* **TASK INSTRUCTIONS**
(1) Repeat everything in the tax-cut column from "Their response has" down to "difficult — course.", word for word.
(2) Answer these questions about the tax-cut column:
(a) Which state is Bob Riley from?
(b) What two things does the column say have hurt state budgets?
(c) What did President Bush prescribe as the chief remedy for the economy?
(3) Carry on the tax-cut column about the two governors, starting after its last sentence.
··· PASSAGE TO READ ···
Tax-cut fervor cools when faced with human realities

  • David Broder / Washington Post columnist
  • Tuesday, August 19, 2003 9:00pm
  • Opinion

INDIANAPOLIS — When they were colleagues in the House of Representatives, it was hard to find two more conservative Republicans than Bob Riley of Alabama and Mark Sanford of South Carolina. Both of them decided to run for governor in their home states in 2002 and both defeated the Democrats who were seeking second terms.

And that meant that both of them inherited the same kind of budget woes that afflict almost all the states — the byproduct of a long economic slump that has sapped tax revenues at the same time that Medicaid costs have been running out of control.

Their response has not been what you would expect. Unlike President Bush, who has allowed budget deficits to spin out of sight and prescribed tax cuts as the chief remedy for what ails the economy, Sanford and Riley have chosen a different — and more difficult — course.
··· ENTRIES SUPPLIED ···
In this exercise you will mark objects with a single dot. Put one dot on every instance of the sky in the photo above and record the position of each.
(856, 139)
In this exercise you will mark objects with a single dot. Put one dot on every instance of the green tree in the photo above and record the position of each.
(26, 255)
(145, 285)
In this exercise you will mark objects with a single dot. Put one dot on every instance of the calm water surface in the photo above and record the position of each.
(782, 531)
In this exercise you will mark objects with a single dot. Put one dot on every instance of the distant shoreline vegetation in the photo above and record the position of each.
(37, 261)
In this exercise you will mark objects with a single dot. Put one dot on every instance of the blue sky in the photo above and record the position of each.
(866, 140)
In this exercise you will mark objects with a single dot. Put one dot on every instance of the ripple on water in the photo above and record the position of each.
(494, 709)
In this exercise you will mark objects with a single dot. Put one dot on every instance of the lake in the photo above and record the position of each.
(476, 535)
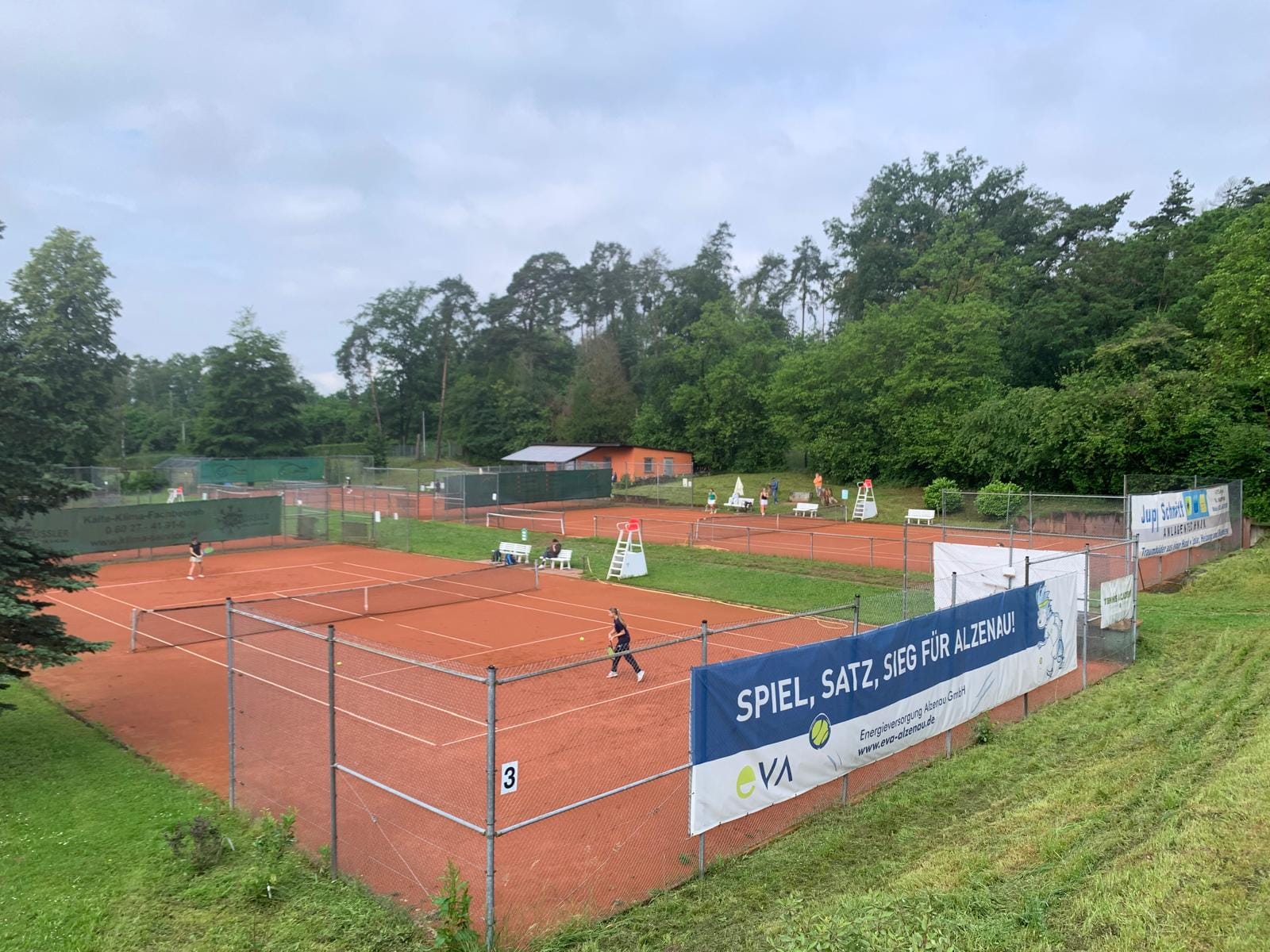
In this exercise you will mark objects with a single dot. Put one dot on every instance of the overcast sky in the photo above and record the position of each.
(298, 158)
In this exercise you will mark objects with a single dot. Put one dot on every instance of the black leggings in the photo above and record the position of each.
(624, 643)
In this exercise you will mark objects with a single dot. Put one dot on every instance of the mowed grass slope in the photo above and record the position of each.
(1133, 816)
(84, 865)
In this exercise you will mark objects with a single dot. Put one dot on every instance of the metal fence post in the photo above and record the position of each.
(491, 793)
(1085, 631)
(330, 746)
(229, 689)
(1026, 583)
(1134, 622)
(903, 598)
(702, 838)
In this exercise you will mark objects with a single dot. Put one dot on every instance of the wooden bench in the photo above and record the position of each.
(562, 562)
(520, 550)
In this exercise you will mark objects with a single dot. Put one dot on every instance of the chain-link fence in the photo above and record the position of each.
(398, 762)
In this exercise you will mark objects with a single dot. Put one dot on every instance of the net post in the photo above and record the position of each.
(702, 837)
(1085, 628)
(1134, 621)
(1026, 583)
(903, 601)
(491, 793)
(229, 691)
(330, 747)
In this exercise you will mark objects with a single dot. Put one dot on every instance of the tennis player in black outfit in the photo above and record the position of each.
(620, 640)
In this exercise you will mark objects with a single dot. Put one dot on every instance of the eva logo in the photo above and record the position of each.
(770, 774)
(818, 734)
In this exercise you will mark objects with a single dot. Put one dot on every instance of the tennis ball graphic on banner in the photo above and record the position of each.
(818, 734)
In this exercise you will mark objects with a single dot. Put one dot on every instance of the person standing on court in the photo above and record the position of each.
(619, 641)
(196, 558)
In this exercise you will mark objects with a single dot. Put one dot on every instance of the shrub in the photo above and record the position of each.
(200, 842)
(451, 914)
(984, 730)
(999, 501)
(943, 495)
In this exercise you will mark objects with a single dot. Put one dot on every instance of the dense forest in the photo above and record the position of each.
(959, 323)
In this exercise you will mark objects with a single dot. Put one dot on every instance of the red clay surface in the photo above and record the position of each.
(573, 734)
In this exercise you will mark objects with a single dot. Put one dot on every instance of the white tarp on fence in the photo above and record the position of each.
(987, 570)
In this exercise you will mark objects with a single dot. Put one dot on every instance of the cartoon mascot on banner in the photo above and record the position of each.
(1052, 639)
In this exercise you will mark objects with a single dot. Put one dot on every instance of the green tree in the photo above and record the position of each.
(1237, 314)
(63, 314)
(601, 401)
(29, 636)
(252, 397)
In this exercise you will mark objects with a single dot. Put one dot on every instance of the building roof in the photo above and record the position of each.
(546, 454)
(556, 454)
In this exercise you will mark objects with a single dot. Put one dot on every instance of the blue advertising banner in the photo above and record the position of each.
(768, 727)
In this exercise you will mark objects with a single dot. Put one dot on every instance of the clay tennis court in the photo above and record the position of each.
(575, 733)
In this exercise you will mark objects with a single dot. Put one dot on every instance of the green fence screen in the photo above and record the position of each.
(122, 527)
(298, 467)
(484, 489)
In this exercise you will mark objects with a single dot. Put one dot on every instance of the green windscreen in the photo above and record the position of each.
(310, 469)
(121, 527)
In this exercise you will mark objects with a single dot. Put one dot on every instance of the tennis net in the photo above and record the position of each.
(724, 528)
(192, 625)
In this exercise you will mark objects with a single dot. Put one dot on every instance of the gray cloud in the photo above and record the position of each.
(302, 158)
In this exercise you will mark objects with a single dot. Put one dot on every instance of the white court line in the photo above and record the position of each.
(217, 636)
(572, 710)
(679, 625)
(526, 644)
(221, 575)
(256, 677)
(353, 616)
(313, 589)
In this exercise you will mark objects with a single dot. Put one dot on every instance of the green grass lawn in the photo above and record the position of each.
(1133, 816)
(84, 863)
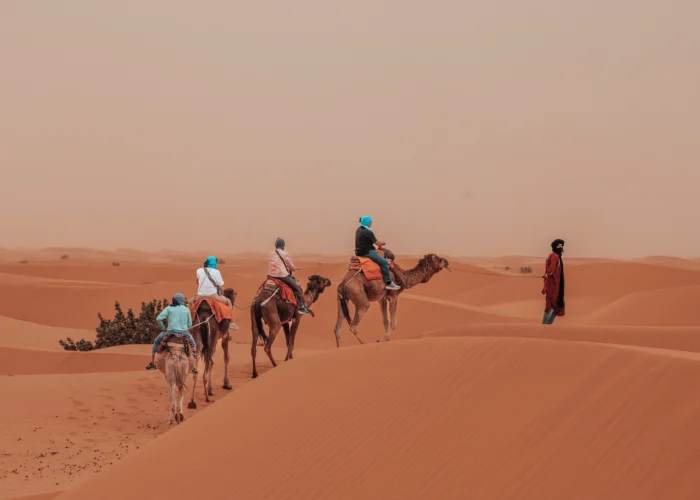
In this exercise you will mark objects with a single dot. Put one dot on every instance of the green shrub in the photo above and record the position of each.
(123, 329)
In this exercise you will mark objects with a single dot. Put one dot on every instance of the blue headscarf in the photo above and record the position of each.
(178, 299)
(365, 221)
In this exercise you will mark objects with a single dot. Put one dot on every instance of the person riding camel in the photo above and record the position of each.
(179, 322)
(365, 240)
(281, 267)
(209, 282)
(553, 288)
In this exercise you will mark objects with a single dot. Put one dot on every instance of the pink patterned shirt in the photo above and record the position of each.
(276, 269)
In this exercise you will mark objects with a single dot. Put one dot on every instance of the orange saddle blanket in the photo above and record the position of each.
(286, 292)
(221, 311)
(370, 269)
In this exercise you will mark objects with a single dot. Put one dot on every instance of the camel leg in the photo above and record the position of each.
(285, 327)
(210, 367)
(181, 398)
(292, 337)
(205, 378)
(173, 415)
(254, 343)
(275, 327)
(192, 405)
(227, 383)
(383, 304)
(360, 311)
(392, 312)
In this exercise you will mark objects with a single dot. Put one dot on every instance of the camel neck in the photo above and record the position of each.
(414, 276)
(309, 298)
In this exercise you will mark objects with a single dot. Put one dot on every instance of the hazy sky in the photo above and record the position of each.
(468, 128)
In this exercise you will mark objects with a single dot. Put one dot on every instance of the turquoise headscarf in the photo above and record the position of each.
(365, 221)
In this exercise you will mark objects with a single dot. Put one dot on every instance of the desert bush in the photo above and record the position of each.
(81, 345)
(123, 329)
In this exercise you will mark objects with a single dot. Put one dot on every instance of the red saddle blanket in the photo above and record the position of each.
(286, 292)
(369, 268)
(221, 311)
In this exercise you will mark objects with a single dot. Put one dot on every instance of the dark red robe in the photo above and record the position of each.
(553, 285)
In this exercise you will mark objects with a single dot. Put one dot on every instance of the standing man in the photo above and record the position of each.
(553, 288)
(364, 247)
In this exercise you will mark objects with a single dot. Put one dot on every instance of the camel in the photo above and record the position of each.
(277, 313)
(355, 287)
(173, 364)
(206, 332)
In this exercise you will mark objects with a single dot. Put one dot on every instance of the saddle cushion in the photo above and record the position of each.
(221, 311)
(285, 291)
(369, 268)
(175, 340)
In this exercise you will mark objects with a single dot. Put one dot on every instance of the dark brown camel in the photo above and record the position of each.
(362, 292)
(206, 332)
(277, 314)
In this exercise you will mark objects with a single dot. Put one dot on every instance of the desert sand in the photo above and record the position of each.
(471, 398)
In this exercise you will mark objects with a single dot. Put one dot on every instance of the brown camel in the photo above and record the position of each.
(206, 332)
(362, 292)
(277, 313)
(173, 363)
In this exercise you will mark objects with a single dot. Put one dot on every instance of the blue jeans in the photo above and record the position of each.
(549, 317)
(162, 335)
(383, 264)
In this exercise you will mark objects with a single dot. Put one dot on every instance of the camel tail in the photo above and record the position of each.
(258, 321)
(344, 304)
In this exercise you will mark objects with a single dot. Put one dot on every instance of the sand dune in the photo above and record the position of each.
(439, 418)
(668, 307)
(56, 429)
(677, 338)
(27, 335)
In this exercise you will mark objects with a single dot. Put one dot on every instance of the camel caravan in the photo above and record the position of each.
(193, 331)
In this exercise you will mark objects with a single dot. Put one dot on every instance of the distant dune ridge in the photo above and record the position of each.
(473, 397)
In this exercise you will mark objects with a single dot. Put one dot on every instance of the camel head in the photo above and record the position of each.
(230, 294)
(317, 284)
(435, 263)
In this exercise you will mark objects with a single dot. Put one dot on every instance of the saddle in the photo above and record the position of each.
(175, 340)
(369, 268)
(285, 291)
(221, 311)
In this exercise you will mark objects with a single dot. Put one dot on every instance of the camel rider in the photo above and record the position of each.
(364, 247)
(179, 320)
(209, 281)
(281, 267)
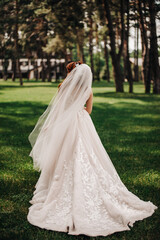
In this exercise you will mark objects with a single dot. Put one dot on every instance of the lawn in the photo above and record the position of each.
(129, 127)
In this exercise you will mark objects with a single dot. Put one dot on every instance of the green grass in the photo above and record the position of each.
(129, 127)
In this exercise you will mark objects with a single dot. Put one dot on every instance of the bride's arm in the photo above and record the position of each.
(89, 103)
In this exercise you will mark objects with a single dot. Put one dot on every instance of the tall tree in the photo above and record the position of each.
(118, 74)
(154, 48)
(145, 48)
(127, 64)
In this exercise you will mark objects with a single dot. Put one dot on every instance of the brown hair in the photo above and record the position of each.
(70, 66)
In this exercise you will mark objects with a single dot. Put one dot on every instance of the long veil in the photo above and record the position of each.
(48, 134)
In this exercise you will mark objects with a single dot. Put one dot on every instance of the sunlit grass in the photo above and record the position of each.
(129, 127)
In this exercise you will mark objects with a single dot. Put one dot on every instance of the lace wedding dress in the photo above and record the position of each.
(79, 190)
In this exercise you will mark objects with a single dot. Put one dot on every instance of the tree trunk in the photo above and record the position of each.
(13, 69)
(98, 55)
(128, 64)
(136, 68)
(154, 49)
(145, 50)
(118, 75)
(18, 69)
(91, 44)
(49, 68)
(5, 69)
(106, 55)
(43, 71)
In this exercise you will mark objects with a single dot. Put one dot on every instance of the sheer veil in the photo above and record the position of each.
(60, 113)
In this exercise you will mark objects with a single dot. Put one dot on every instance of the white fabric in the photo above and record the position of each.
(79, 190)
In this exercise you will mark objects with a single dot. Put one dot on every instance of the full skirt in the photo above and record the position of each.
(81, 193)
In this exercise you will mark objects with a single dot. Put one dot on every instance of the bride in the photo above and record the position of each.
(79, 190)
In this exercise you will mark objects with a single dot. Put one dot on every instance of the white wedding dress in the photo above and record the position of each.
(80, 192)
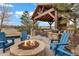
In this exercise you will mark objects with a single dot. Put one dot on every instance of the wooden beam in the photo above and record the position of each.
(46, 12)
(51, 15)
(56, 18)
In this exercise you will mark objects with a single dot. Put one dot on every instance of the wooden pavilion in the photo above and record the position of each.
(47, 13)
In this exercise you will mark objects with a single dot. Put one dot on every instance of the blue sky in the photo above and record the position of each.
(17, 10)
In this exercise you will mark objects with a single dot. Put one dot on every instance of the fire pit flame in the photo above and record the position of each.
(29, 43)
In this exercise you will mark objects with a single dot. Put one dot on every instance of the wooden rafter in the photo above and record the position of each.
(46, 12)
(51, 15)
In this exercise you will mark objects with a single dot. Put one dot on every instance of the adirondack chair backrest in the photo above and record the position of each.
(64, 39)
(23, 35)
(3, 37)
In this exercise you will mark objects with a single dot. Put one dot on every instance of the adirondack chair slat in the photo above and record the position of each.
(59, 48)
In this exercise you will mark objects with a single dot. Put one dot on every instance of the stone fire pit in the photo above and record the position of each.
(38, 49)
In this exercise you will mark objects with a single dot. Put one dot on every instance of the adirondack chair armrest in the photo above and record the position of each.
(28, 37)
(61, 43)
(12, 39)
(65, 52)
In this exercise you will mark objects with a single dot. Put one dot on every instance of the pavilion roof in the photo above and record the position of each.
(44, 12)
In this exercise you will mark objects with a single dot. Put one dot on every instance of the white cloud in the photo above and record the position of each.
(31, 13)
(7, 5)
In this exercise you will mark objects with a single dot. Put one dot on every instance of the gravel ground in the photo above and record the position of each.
(44, 39)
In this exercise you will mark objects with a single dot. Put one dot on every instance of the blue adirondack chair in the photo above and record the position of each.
(59, 48)
(4, 43)
(24, 36)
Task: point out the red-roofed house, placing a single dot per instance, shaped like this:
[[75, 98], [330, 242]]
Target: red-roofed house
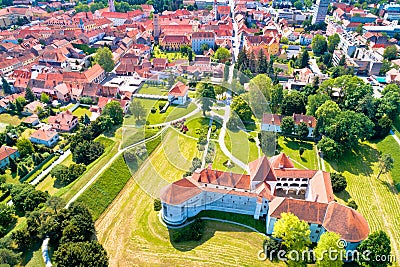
[[178, 93], [63, 122]]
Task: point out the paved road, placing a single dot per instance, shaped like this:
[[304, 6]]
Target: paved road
[[48, 170]]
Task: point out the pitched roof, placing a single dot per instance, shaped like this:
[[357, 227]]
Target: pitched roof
[[43, 134], [6, 151], [178, 89], [260, 170], [347, 222]]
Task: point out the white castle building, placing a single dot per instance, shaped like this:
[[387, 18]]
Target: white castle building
[[273, 186]]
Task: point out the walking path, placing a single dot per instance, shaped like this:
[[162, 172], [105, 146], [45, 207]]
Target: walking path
[[203, 161], [395, 137], [48, 170]]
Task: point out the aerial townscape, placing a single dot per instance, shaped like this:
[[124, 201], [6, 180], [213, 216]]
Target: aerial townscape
[[199, 133]]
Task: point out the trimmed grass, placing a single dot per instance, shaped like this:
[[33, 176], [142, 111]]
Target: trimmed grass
[[81, 111], [99, 195], [378, 200], [153, 90], [238, 144], [291, 148], [220, 158], [130, 224], [173, 112]]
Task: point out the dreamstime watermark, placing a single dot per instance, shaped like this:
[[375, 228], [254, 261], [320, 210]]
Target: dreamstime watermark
[[333, 254]]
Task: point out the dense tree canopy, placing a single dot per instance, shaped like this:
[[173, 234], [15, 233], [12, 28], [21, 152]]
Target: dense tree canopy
[[104, 58]]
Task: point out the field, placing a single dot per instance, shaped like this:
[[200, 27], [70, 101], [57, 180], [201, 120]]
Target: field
[[81, 111], [291, 148], [172, 113], [238, 144], [378, 200]]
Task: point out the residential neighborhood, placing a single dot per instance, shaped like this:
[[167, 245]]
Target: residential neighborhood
[[136, 133]]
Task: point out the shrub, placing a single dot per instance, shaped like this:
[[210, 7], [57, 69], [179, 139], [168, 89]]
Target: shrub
[[157, 204], [339, 182]]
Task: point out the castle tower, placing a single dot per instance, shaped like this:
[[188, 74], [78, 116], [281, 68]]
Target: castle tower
[[111, 6], [156, 26], [215, 10]]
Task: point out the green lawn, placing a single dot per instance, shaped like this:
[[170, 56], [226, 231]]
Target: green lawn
[[153, 90], [7, 119], [291, 148], [81, 111], [378, 200], [173, 112], [238, 144]]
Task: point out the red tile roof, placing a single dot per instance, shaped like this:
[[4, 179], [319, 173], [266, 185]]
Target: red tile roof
[[6, 151], [178, 89], [347, 222]]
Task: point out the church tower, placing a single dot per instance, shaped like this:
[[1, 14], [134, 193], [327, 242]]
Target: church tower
[[156, 26], [111, 6]]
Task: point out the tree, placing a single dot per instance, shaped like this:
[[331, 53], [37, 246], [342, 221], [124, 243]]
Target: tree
[[115, 111], [55, 203], [242, 109], [29, 96], [104, 58], [319, 44], [206, 94], [303, 59], [222, 55], [292, 103], [333, 42], [329, 148], [25, 146], [377, 244], [137, 109], [44, 98], [390, 52], [20, 103], [302, 130], [9, 257], [287, 126], [87, 151], [329, 241], [314, 102], [6, 86], [338, 181], [326, 114], [295, 235], [81, 254], [7, 217], [386, 163]]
···
* **OUTPUTS IN ORDER**
(1)
Their response has not been what you would expect. Unlike President Bush, who has allowed budget deficits to spin out of sight and prescribed tax cuts as the chief remedy for what ails the economy, Sanford and Riley have chosen a different — and more difficult — course.

(2)
(a) Alabama.
(b) A long economic slump that has sapped tax revenues, and Medicaid costs running out of control.
(c) Tax cuts.

(3)
Sanford — a businessman and term-limits advocate who chose to leave the House in 2000 after serving six years — remarked in an interview during the summer meeting of the National Governors Association here that "no one was further out than I was in Congress when it came to (cutting) taxes. But I still proposed raising cigarette taxes" to bolster the state’s Medicaid funds.

He cushioned the blow by coupling the immediate 53-cents-a-pack increase with a provision that would eventually reduce state income tax rates to a level closer to the average for Southeastern states. But the immediate effect would have been felt in the wallets of South Carolinians.

What turned tax-cutter Sanford into a tax booster? The realities of budget-making, which is to say, a crash course in the role of government in people’s lives.

"What I learned in Congress about the budget was all abstract," Sanford said. "Just a bunch of zeros. There’s nothing abstract about a state budget. I’m a conservative’s conservative. I favor limited government. But once a month, I invite the public to come in and talk, and after six hours straight of listening to people in compelling fiscal circumstances describe what cutting certain programs would do to them, it makes it a lot tougher just to cut."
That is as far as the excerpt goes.